▶ [TASK BRIEF] Counting task for the entries below: give the number of lines that contain the word "item", with no other text.

* * * * *

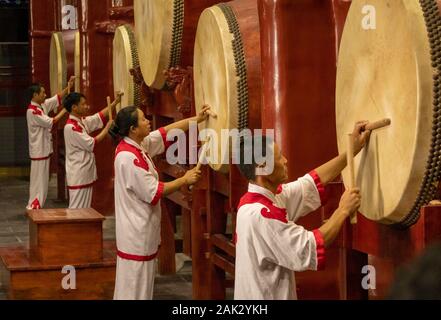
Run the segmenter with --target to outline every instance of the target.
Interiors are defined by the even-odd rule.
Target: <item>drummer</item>
[[[109,112],[120,102],[121,96],[92,116],[86,97],[78,92],[70,93],[64,99],[64,107],[69,112],[69,119],[64,127],[66,146],[66,180],[69,189],[69,208],[90,208],[92,205],[93,184],[97,180],[94,150],[109,132]],[[109,109],[110,108],[110,109]],[[91,133],[102,129],[94,138]]]
[[[67,87],[50,99],[46,99],[46,91],[39,83],[29,87],[31,102],[26,113],[29,135],[29,157],[31,158],[31,175],[29,185],[29,201],[27,209],[42,209],[46,202],[49,184],[49,162],[53,152],[51,130],[64,117],[62,109],[54,118],[49,113],[61,106],[63,97],[74,85],[75,77],[71,77]]]
[[[367,122],[355,125],[354,152],[359,153],[370,131]],[[262,143],[256,139],[262,139]],[[254,137],[240,143],[241,173],[248,179],[248,193],[239,203],[236,221],[236,272],[234,298],[296,299],[293,271],[319,270],[324,267],[325,248],[336,238],[344,221],[360,206],[358,189],[346,190],[338,209],[319,229],[312,232],[295,221],[324,204],[325,186],[346,167],[341,154],[297,181],[287,183],[287,160],[269,137]],[[257,142],[257,144],[256,144]],[[245,163],[246,155],[274,156],[274,169],[264,175],[266,164],[255,159]],[[265,153],[266,152],[266,153]],[[257,169],[262,169],[258,170]]]
[[[115,300],[151,300],[156,273],[156,256],[161,242],[162,197],[201,176],[195,167],[174,181],[159,181],[151,157],[164,153],[170,142],[167,133],[188,131],[190,122],[207,118],[205,107],[194,118],[150,132],[150,121],[136,107],[122,109],[111,129],[120,141],[115,151],[115,216],[117,266]]]

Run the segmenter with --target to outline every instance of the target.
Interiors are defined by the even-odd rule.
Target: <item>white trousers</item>
[[[69,190],[69,209],[87,209],[92,207],[93,187]]]
[[[42,209],[47,198],[49,186],[50,159],[31,160],[29,201],[26,209]]]
[[[156,259],[139,262],[117,257],[114,300],[152,300]]]

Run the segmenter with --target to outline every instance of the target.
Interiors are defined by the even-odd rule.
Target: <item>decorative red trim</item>
[[[63,101],[61,101],[61,97],[59,94],[57,94],[57,98],[58,98],[58,106],[61,106],[63,104]]]
[[[131,145],[130,143],[127,143],[125,140],[121,140],[118,147],[116,147],[115,151],[115,158],[118,155],[118,153],[127,151],[130,153],[133,153],[136,156],[136,159],[133,160],[133,164],[141,169],[144,169],[146,171],[149,171],[149,165],[147,161],[142,156],[142,150]]]
[[[30,104],[28,106],[28,110],[32,110],[33,111],[32,112],[33,115],[36,115],[36,116],[42,116],[43,115],[43,112],[41,111],[41,109],[36,107],[36,106],[34,106],[33,104]]]
[[[260,193],[247,192],[239,202],[238,210],[246,204],[260,203],[265,206],[260,211],[261,215],[267,219],[279,220],[288,223],[286,209],[276,207],[273,202]]]
[[[317,270],[323,270],[325,268],[325,240],[320,230],[315,229],[312,231],[315,238],[316,248],[317,248]]]
[[[283,186],[281,184],[279,184],[279,186],[277,187],[277,192],[276,194],[281,194],[283,191]]]
[[[159,181],[158,184],[158,190],[156,191],[155,197],[152,200],[151,205],[156,206],[159,202],[159,200],[162,198],[162,195],[164,193],[164,182]]]
[[[318,193],[320,195],[320,202],[321,202],[322,206],[324,206],[326,204],[326,202],[328,202],[328,197],[326,195],[326,188],[323,185],[319,175],[317,174],[317,172],[315,170],[311,171],[309,173],[309,175],[314,180],[314,183],[315,183],[317,190],[318,190]]]
[[[95,137],[95,138],[93,138],[93,149],[92,149],[92,152],[95,152],[95,148],[96,148],[97,144],[98,144],[98,140]]]
[[[165,150],[167,151],[167,149],[172,145],[173,141],[167,141],[167,131],[165,131],[165,128],[159,128],[159,133],[161,134]]]
[[[31,210],[40,210],[40,201],[38,201],[38,198],[35,198],[35,200],[31,203]]]
[[[110,111],[109,111],[110,112]],[[105,126],[108,122],[107,118],[104,116],[104,113],[102,113],[101,111],[98,112],[100,118],[101,118],[101,122],[103,123],[103,126]]]
[[[95,182],[96,182],[96,181],[94,181],[94,182],[92,182],[92,183],[89,183],[89,184],[84,184],[84,185],[81,185],[81,186],[67,186],[67,188],[68,188],[69,190],[81,190],[81,189],[87,189],[87,188],[92,187],[92,186],[95,184]]]
[[[66,121],[66,125],[71,124],[73,126],[72,130],[75,132],[83,133],[83,128],[81,128],[80,124],[77,120],[69,118]]]
[[[122,251],[117,250],[117,255],[118,255],[118,257],[120,257],[121,259],[124,259],[124,260],[146,262],[146,261],[152,261],[153,259],[155,259],[158,256],[158,252],[159,252],[159,248],[158,248],[158,251],[156,251],[151,256],[138,256],[135,254],[128,254],[128,253],[124,253]]]
[[[41,157],[41,158],[30,158],[31,161],[43,161],[43,160],[47,160],[50,157],[52,157],[52,153],[50,155],[48,155],[47,157]]]

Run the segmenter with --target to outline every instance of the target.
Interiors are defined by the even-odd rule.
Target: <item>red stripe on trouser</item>
[[[128,253],[124,253],[122,251],[117,250],[117,255],[121,259],[145,262],[145,261],[151,261],[151,260],[155,259],[156,256],[158,255],[158,251],[156,251],[156,253],[152,254],[151,256],[137,256],[134,254],[128,254]]]

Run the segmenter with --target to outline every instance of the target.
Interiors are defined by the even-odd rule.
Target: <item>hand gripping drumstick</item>
[[[352,134],[348,134],[347,137],[347,151],[346,157],[348,160],[348,170],[349,170],[349,183],[348,188],[352,189],[355,187],[355,173],[354,173],[354,138]],[[351,216],[351,224],[357,223],[357,213]]]
[[[371,122],[367,124],[364,128],[364,131],[366,130],[375,130],[387,127],[391,124],[390,119],[382,119],[379,121]],[[355,188],[355,172],[354,172],[354,138],[352,137],[352,134],[348,134],[347,138],[347,162],[348,162],[348,170],[349,170],[349,189]],[[353,214],[351,216],[351,224],[357,223],[357,213]]]
[[[382,119],[382,120],[378,120],[375,122],[371,122],[368,123],[364,128],[364,130],[375,130],[375,129],[380,129],[380,128],[384,128],[387,127],[388,125],[391,124],[391,120],[390,119]]]

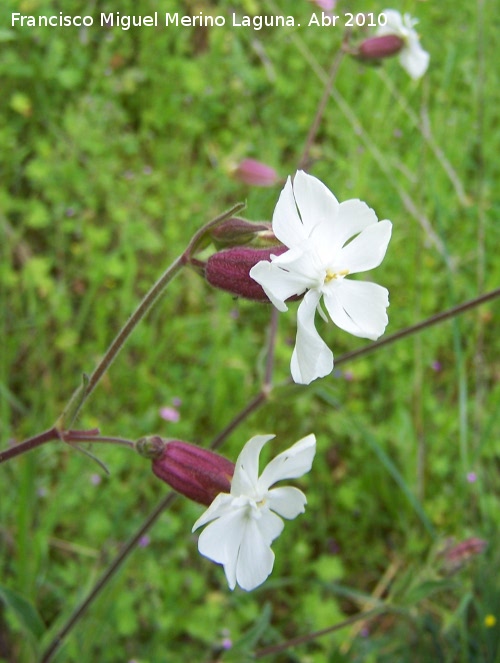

* * * * *

▶ [COMPLETED EXERCISE] 5